• _Required task_
Copy the records below verbatim, everything from the line containing "Would you mind marking the dark" down to the line containing "Query: dark night sky", both of those lines included. Leave the picture out of your copy.

• _Listed entries_
=======

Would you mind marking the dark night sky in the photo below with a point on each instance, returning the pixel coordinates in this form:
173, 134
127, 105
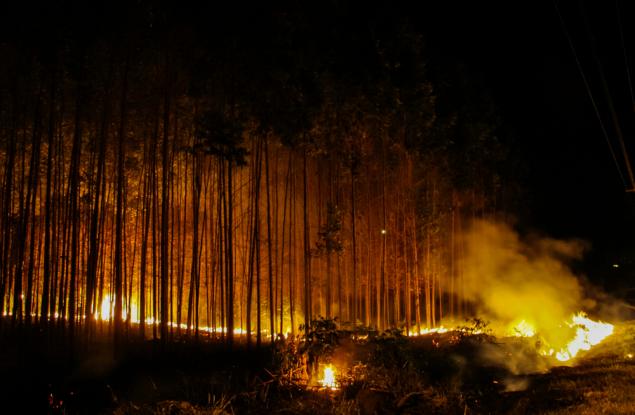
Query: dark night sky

=======

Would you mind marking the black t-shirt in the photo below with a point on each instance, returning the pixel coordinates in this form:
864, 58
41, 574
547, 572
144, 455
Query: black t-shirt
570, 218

=======

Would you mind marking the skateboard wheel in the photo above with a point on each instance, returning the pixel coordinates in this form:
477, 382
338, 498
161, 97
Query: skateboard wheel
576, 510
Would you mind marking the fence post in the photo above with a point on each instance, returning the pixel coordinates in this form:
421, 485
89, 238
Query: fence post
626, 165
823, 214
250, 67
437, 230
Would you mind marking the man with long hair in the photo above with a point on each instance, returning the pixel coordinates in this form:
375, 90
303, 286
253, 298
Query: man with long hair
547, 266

=======

• _Output of the exercise_
Would you mind marking the dark night sky in the photo below with a point on each instance, returning the pixel coordinates in this form:
173, 134
127, 105
Query: dark night sky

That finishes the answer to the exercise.